** start Task material **

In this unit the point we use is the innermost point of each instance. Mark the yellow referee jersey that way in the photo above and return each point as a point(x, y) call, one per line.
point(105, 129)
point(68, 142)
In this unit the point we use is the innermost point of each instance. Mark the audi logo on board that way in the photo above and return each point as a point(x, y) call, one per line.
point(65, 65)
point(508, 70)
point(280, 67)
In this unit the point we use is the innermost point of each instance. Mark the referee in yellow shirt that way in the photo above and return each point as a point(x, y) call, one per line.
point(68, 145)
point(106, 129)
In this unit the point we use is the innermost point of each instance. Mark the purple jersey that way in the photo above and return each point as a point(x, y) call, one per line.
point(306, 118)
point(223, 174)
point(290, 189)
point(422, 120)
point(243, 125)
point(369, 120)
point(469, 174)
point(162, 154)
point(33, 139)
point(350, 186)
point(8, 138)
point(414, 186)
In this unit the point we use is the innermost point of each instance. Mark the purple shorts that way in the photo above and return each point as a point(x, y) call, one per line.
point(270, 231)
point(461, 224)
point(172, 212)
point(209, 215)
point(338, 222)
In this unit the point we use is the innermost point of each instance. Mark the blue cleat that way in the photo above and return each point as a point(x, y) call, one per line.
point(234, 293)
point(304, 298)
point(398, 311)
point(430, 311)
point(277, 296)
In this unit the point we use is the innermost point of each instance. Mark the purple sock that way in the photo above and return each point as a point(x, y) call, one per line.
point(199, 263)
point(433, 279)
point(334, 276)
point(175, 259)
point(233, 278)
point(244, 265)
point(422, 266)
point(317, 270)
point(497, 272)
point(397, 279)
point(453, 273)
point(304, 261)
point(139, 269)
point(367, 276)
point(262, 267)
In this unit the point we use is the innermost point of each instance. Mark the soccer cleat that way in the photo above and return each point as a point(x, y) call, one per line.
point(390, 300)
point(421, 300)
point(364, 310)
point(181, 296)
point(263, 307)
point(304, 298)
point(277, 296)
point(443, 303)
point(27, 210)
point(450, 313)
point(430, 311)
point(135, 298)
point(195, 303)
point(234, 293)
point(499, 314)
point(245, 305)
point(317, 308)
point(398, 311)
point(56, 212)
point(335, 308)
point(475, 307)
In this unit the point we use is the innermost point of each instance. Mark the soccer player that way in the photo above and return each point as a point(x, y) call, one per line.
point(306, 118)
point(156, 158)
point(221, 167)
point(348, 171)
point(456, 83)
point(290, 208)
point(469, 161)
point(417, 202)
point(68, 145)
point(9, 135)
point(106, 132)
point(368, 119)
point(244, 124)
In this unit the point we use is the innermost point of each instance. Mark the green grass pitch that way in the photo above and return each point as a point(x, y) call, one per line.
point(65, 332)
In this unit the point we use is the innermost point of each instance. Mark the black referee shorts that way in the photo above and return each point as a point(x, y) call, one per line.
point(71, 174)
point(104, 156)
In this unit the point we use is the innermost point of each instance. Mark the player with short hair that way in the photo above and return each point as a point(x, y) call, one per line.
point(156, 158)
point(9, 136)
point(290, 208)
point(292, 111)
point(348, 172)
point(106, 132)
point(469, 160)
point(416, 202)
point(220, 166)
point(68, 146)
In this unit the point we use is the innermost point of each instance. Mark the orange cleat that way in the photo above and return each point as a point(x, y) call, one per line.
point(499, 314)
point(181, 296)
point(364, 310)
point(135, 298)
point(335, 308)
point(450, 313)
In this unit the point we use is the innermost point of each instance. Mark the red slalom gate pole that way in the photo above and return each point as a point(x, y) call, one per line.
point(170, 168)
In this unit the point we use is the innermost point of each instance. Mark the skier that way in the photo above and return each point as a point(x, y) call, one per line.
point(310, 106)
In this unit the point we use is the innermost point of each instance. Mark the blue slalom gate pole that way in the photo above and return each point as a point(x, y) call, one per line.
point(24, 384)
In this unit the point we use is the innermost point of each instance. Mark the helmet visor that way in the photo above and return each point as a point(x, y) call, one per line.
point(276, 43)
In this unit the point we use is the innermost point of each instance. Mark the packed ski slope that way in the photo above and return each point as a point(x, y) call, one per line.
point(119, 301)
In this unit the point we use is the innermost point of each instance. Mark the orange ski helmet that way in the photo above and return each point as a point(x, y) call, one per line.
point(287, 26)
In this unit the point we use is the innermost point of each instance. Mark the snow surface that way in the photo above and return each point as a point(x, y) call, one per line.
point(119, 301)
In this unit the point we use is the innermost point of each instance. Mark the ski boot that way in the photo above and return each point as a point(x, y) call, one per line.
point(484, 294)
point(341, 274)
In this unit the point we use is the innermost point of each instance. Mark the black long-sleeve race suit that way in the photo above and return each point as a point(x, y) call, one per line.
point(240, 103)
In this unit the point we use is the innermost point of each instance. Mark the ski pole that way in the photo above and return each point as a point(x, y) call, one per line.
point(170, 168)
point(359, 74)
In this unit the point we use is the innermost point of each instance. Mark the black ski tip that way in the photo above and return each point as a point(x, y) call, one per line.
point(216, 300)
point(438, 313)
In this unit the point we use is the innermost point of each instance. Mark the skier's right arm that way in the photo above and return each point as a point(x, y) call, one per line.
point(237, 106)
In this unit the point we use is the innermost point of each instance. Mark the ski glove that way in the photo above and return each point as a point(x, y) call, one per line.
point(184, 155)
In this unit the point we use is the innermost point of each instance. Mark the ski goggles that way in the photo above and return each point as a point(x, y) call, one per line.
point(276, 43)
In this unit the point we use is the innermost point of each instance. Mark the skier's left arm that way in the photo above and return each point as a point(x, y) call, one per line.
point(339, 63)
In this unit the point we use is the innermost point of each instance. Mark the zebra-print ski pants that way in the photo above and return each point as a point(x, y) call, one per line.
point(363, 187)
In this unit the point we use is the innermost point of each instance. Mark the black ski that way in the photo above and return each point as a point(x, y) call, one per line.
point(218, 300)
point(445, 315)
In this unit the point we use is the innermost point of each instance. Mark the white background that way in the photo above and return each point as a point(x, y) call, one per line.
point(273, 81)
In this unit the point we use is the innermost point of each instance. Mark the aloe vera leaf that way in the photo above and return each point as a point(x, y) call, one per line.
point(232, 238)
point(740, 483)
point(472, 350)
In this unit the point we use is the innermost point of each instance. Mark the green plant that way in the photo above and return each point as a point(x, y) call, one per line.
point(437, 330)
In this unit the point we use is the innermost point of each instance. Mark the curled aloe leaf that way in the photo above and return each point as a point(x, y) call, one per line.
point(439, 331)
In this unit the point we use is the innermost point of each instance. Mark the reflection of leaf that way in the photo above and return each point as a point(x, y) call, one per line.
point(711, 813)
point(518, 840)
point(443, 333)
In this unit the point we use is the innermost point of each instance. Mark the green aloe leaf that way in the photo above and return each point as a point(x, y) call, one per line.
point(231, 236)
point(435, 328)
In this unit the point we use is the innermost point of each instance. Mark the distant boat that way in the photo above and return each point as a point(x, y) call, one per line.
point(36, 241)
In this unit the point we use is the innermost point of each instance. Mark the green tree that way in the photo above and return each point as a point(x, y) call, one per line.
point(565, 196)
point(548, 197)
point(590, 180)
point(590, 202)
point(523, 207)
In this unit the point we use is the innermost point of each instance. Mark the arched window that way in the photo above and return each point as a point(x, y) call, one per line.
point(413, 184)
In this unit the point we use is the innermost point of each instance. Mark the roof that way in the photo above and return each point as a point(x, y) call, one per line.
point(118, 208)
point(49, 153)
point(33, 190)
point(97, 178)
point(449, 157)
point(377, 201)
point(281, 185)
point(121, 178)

** end Task material **
** start Task material **

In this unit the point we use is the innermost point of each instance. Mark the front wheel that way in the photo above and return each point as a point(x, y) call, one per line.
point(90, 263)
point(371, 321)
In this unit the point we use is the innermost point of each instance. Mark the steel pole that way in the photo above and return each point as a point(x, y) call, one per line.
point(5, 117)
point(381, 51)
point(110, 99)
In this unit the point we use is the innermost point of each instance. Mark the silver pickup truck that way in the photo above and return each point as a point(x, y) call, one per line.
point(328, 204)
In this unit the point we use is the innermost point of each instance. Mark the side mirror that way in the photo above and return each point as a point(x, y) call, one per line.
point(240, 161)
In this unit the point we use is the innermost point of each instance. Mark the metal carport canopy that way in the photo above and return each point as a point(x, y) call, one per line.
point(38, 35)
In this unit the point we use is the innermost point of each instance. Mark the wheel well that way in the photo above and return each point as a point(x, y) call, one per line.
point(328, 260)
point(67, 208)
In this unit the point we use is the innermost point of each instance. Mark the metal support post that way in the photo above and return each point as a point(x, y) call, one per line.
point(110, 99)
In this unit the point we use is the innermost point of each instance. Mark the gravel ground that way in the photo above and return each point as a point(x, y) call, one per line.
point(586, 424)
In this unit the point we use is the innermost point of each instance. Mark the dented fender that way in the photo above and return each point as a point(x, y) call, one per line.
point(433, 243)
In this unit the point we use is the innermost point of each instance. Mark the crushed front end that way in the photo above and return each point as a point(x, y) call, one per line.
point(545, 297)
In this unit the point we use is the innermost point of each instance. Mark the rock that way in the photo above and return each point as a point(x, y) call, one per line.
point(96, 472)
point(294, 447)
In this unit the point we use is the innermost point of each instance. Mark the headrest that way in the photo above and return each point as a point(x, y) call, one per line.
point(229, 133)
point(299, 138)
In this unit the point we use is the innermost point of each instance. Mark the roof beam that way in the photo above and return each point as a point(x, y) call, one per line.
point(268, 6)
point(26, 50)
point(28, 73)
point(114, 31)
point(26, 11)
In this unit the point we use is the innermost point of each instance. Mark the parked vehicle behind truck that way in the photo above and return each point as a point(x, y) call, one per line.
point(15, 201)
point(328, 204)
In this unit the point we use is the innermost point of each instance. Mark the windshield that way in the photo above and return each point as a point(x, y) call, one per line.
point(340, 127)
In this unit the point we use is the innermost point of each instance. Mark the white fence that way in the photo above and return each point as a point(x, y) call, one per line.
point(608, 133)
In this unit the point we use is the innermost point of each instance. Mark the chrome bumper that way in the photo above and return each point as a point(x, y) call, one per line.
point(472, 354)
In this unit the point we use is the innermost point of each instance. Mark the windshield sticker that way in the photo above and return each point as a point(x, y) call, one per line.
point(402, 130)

** end Task material **
** start Task material **

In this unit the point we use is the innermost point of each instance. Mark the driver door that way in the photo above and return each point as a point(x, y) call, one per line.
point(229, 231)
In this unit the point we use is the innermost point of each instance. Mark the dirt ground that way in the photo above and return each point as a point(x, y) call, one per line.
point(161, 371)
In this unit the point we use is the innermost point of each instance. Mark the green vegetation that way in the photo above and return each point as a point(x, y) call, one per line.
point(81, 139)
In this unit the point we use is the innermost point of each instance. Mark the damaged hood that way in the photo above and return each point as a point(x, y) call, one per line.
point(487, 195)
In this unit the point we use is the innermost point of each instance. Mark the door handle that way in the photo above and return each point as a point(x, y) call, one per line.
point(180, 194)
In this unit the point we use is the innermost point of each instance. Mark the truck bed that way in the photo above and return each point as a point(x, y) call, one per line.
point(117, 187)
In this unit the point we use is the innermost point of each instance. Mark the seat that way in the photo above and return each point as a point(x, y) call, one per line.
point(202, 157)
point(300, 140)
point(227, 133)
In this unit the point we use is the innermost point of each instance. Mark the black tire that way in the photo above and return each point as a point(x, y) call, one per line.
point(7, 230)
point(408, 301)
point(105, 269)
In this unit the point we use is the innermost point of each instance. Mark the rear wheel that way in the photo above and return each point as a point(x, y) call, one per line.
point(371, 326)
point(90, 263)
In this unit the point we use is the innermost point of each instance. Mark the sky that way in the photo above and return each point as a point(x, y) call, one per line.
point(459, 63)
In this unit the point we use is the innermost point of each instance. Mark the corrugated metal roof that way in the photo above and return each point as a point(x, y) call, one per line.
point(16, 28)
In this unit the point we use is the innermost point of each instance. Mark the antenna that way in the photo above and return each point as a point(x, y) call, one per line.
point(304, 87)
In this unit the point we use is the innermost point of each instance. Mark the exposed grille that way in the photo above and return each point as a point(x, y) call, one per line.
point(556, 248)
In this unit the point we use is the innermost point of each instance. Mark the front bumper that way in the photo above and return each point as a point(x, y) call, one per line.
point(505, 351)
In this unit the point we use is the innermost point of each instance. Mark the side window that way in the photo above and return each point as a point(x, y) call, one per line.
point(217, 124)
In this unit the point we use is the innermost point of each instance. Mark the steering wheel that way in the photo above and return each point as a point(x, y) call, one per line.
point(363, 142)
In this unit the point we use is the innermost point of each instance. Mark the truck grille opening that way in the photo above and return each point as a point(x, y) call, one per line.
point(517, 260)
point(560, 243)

** end Task material **

Tally the lines in the entries above that contain the string "helmet", and give only that number.

2